Ahora que Macron ha ganado.

   Emmanuele Macron es el hombre que quiso estudiar filosofía antes de dedicarse a la política, es el presidente de la república francesa más joven desde Napoleón, es el héroe victorioso que, en solitario y sin más armas que su talento, derrotó a la malvada hidra de mil cabezas, es la persona que ha provocado un terremoto de tal magnitud que el sistema tradicional de partidos en Francia se desmorona. Tuvo la suficiente visión como para saber que había llegado su momento cuando nadie apostaba por él. Representa el europeísmo, la moderación, la vuelta de las buenas maneras. Pero ahora que Macron ha ganado, ahora que el europeísmo respira aliviado, ahora que sólo nos queda restañar las heridas del Brexit, recuerdo las declaraciones de Heinz-Christian Strache, líder del ultraderechista FPÖ, cuando su secuaz, Norbert Hofer, perdió, por 31.000 votos, las elecciones presidenciales austriacas en diciembre pasado: “Hofer quería un cambio positivo y el sistema se ha impuesto”. Macron, como Hillary Clinton, como Mark Rutte, es, ante todo, un hijo del “sistema”. Ingresó en el Partido Socialista Francés con 24 años y en la administración pública tras pasar por la ENA como toda la élite política del país vecino. No tardó mucho en abandonar su cargo en el Estado para fichar nada menos que por la banca Rothschild. Allí, aprovechando los conocimientos y los contactos de la familia de su mujer, medió entre lucifer y el demonio, es decir, entre Nestlé y Pfizer, en una bonita operación financiera que lo hizo millonario. A partir de ese momento las puertas del Elíseo estuvieron abiertas para él, primero con Sarkozy y después con Hollande. A ministro llegó de la mano del otrora presidenciable Manuel Valls.

- _OBJETIVO 1_
Según el artículo sobre la victoria de Macron, ¿a qué edad ingresó Macron en el Partido Socialista Francés?
- _OBJETIVO 2_
Prolonga el artículo sobre la victoria de Macron a partir de su última frase.

- _REGISTROS DEL CONJUNTO_
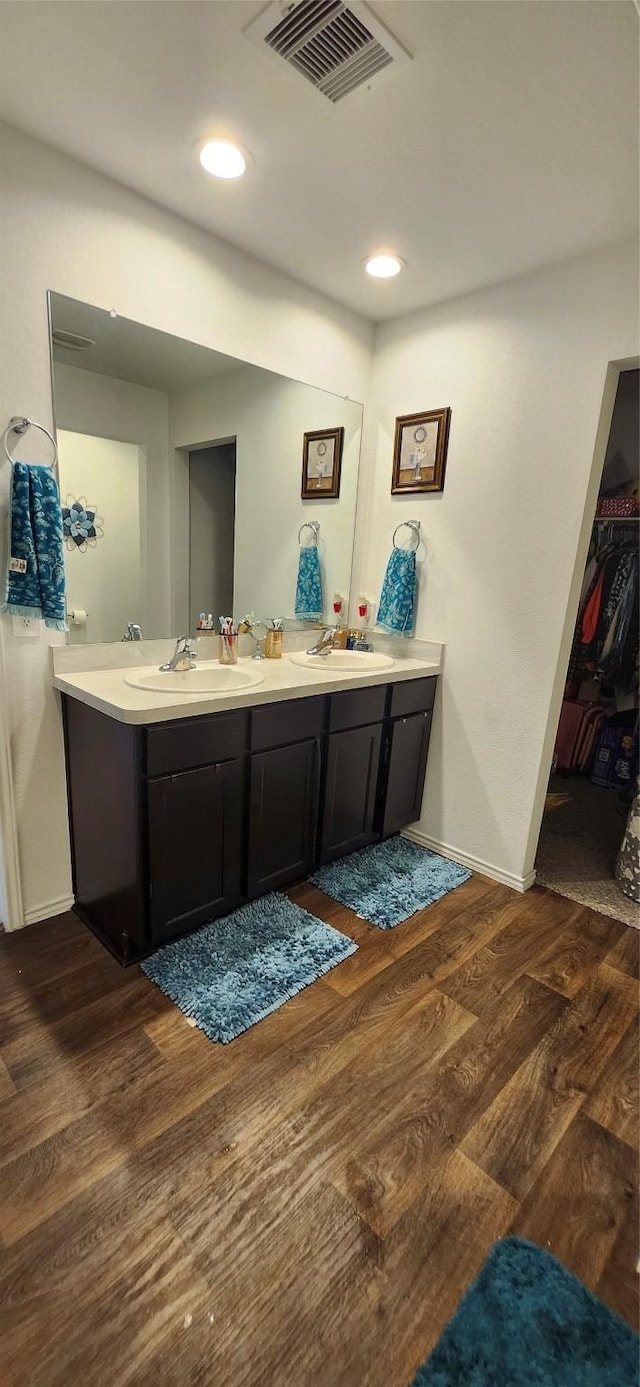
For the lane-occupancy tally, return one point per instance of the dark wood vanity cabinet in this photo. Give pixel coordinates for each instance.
(283, 791)
(178, 823)
(195, 824)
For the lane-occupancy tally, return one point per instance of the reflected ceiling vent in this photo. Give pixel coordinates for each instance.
(338, 47)
(71, 341)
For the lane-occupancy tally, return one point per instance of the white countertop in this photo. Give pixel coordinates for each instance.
(106, 690)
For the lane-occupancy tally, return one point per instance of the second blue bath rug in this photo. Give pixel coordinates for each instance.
(235, 971)
(388, 882)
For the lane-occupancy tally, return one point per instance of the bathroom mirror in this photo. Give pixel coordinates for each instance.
(181, 477)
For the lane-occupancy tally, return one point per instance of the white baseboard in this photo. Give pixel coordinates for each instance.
(506, 878)
(50, 907)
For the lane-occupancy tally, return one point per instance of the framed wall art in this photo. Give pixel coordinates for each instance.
(322, 455)
(419, 451)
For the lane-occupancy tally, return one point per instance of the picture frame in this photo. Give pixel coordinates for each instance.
(419, 451)
(322, 455)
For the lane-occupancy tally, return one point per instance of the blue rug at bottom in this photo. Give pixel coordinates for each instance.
(390, 881)
(238, 970)
(528, 1322)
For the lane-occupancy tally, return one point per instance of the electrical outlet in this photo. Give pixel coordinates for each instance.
(27, 627)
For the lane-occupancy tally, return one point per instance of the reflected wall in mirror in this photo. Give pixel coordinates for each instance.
(192, 459)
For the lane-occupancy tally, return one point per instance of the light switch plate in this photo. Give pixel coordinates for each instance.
(27, 627)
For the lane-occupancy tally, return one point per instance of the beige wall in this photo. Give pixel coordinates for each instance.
(522, 366)
(68, 229)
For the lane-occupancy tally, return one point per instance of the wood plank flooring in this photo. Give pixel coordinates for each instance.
(306, 1207)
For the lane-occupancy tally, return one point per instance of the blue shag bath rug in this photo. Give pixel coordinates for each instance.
(390, 881)
(238, 970)
(528, 1322)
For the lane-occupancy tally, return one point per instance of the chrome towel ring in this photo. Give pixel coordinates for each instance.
(310, 524)
(408, 524)
(20, 425)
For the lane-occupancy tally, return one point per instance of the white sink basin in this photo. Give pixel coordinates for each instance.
(365, 662)
(207, 678)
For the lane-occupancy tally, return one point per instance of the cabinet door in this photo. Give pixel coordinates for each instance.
(282, 816)
(404, 780)
(195, 848)
(350, 791)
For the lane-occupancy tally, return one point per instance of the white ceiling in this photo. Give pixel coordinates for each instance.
(510, 142)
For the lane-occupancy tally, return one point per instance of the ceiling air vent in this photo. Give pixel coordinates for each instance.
(338, 47)
(71, 341)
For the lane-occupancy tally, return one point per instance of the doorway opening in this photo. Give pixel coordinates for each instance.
(211, 530)
(587, 848)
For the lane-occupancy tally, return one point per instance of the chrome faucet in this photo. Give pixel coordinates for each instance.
(325, 644)
(183, 658)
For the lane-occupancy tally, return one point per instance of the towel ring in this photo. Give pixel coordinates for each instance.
(410, 524)
(20, 425)
(310, 524)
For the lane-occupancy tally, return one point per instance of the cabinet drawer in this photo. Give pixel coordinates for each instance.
(200, 741)
(413, 696)
(357, 708)
(279, 724)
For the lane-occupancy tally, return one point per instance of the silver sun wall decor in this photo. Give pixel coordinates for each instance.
(82, 526)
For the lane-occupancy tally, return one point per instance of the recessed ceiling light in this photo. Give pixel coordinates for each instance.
(222, 158)
(383, 265)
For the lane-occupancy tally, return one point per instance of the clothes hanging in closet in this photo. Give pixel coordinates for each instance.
(605, 641)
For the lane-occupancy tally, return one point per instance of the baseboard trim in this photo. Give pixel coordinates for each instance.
(52, 907)
(506, 878)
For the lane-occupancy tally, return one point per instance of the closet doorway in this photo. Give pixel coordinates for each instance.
(587, 848)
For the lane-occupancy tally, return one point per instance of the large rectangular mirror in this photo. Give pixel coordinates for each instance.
(190, 463)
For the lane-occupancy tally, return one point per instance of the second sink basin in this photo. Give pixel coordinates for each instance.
(208, 678)
(365, 662)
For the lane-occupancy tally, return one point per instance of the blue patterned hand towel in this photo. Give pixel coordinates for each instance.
(35, 572)
(308, 588)
(396, 613)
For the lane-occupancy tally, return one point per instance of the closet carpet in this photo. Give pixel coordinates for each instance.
(579, 841)
(307, 1205)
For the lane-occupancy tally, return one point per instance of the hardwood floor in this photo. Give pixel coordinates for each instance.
(306, 1205)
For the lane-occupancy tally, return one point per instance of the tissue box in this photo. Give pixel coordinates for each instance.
(615, 753)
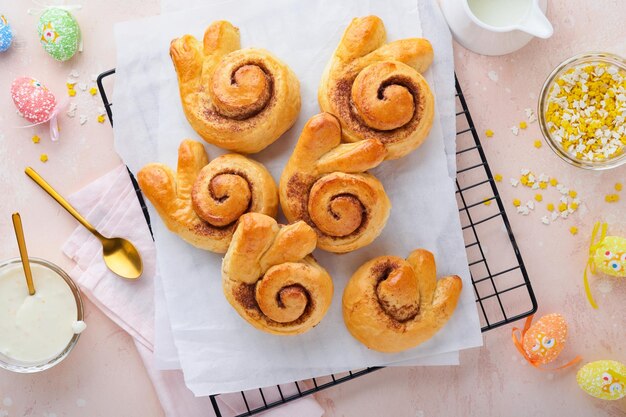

- _RESPUESTA DEL EJERCICIO 1_
Con 24 años.

- _RESPUESTA DEL EJERCICIO 2_
   Para nadie constituye un secreto que es el preferido de Hollande, de los empresarios, de los Rothschild en particular y de los banqueros en general. Su europeísmo no va más allá de la defensa del mercado único, su liberalismo no pasa de lo económico, su centrismo es la consecuencia lógica de que derecha e izquierda apenas están separados por cuestiones de matices y su ideario político queda definido por su ambición personal. Está construyendo un partido a su medida con neófitos que irán ascendiendo o no según sea su lealtad al líder. Macron no es de derechas ni de izquierdas, es de lo que convenga o, mejor aún, es de Macron. Personifica ejemplarmente, la facilidad con que hoy se puede ser progresista mientras se hace caja. Sabe quiénes son sus amigos y los defenderá y, desde luego, no son los ciudadanos que le han votado. En definitiva, es el candidato de la continuidad, de lo mismo de siempre. Como en Holanda, como en Austria, una vez más, se ha demostrado que si la ultraderecha no existiera, habría que inventarla, es la mejor manera de que nada cambie con la excusa de “nosotros o el caos”. Y a quienes eligen el caos, ya se sabe lo que les espera: Donald Trump.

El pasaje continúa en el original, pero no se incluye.